**Zu bearbeitende Aufgaben:**
a) Beantworte anhand des Textes über jüdisches Leben in Deutschland die folgenden Fragen:
(i) Welchen Titel trägt die im Text erwähnte Biografie?
(ii) Wem ist das lebendige und facettenreiche Judentum in Deutschland laut dem Text nicht zuletzt zu verdanken?
(iii) Wie reagiert die politische Elite laut dem Text auf die zunehmenden Anfeindungen und Übergriffe?
b) Führe den Text über jüdisches Leben in Deutschland im Anschluss an seinen letzten Satz weiter.
==== Seitentext
Sehr bewusst habe ich vor einigen Jahren meiner Biografie den Titel "In Deutschland angekommen" gegeben. Ich habe keine Angst, in Deutschland zu leben. Denn Angst ist der schlechteste Ratgeber.
Die Bundesrepublik Deutschland ist eine gute Heimat für jüdische Menschen. Wir erleben hier ein lebendiges und facettenreiches Judentum - nicht zuletzt dank der vielen Kontingentflüchtlinge aus der ehemaligen Sowjetunion. Ihre Entscheidung, hierher zu kommen, war eine Auszeichnung für Deutschland als sicherer Hafen für jüdische Menschen, vielleicht der beste Ort weltweit, um für sich und die Kinder die Zukunft zu gestalten. Ohne Wenn und Aber!? Nicht ganz. Vor dem Hintergrund des jüdischen Erfahrungshorizonts und angesichts der gesellschaftlichen und politischen Entwicklungen in Europa und der Bundesrepublik machen sich auch oder gerade in der deutschen jüdischen Gemeinschaft Sorgen breit.
Wir spüren deutlich, was auch Statistiken bestätigen: Verbale Anfeindungen und tätliche Übergriffe auf jüdische Menschen nehmen zu. Während die politische Elite entschieden reagiert, nehmen wir in der Bevölkerung antisemitische Einstellungen und Stimmungen unüberhörbar als salonfähig wahr. Und zwar nicht nur unter hier lebenden Muslimen, deren Verbände das Phänomen nicht nachhaltig bekämpfen, oder gar billigen. Man lässt zu, dass sich immer mehr muslimische Jugendliche radikalisieren - nicht nur den Judenhass betreffend, sondern in offener Konfrontation zu einer liberal-aufgeklärten Geisteshaltung.
========
==== Datenblock
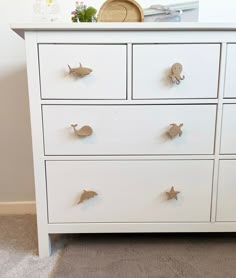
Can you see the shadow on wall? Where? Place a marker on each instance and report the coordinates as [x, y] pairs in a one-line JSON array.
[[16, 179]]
========
**Erwartete Antworten:**
a)
(i) "In Deutschland angekommen"
(ii) Den vielen Kontingentflüchtlingen aus der ehemaligen Sowjetunion
(iii) Sie reagiert entschieden.

b)
Aber Antisemitismus muss(te) freilich nicht importiert werden. Er war nie weg. Nun wuchert er an den schmutzigen Rändern rechts und links sowie in der bürgerlichen Mitte. Immer öfter und gänzlich ungeniert in Form einer obsessiv-einseitigen und mit zweierlei Maß messenden Kritik an Israel. Längst ist die Tabuisierung tiefsitzender antisemitischer Ressentiments einer gewissen Gewöhnung an judenfeindliche Tiraden und Handlungen gewichen. Antijüdische Schmierereien und Schändungen, Zuschriften und Anrufe sind Alltag in Deutschland.
Antisemitismus hat viele Gesichter und muss entsprechend auf allen Ebenen der Gesellschaft und in den verschiedenen Milieus als Problem erkannt, benannt und bekämpft werden. Antisemitismus ist wie der Umgang mit und die Sicherheit von Minderheiten ein feiner Seismograph für den zivilisatorischen und demokratischen Zustand einer Gesellschaft - und der gibt Anlass zu höchster Wachsamkeit.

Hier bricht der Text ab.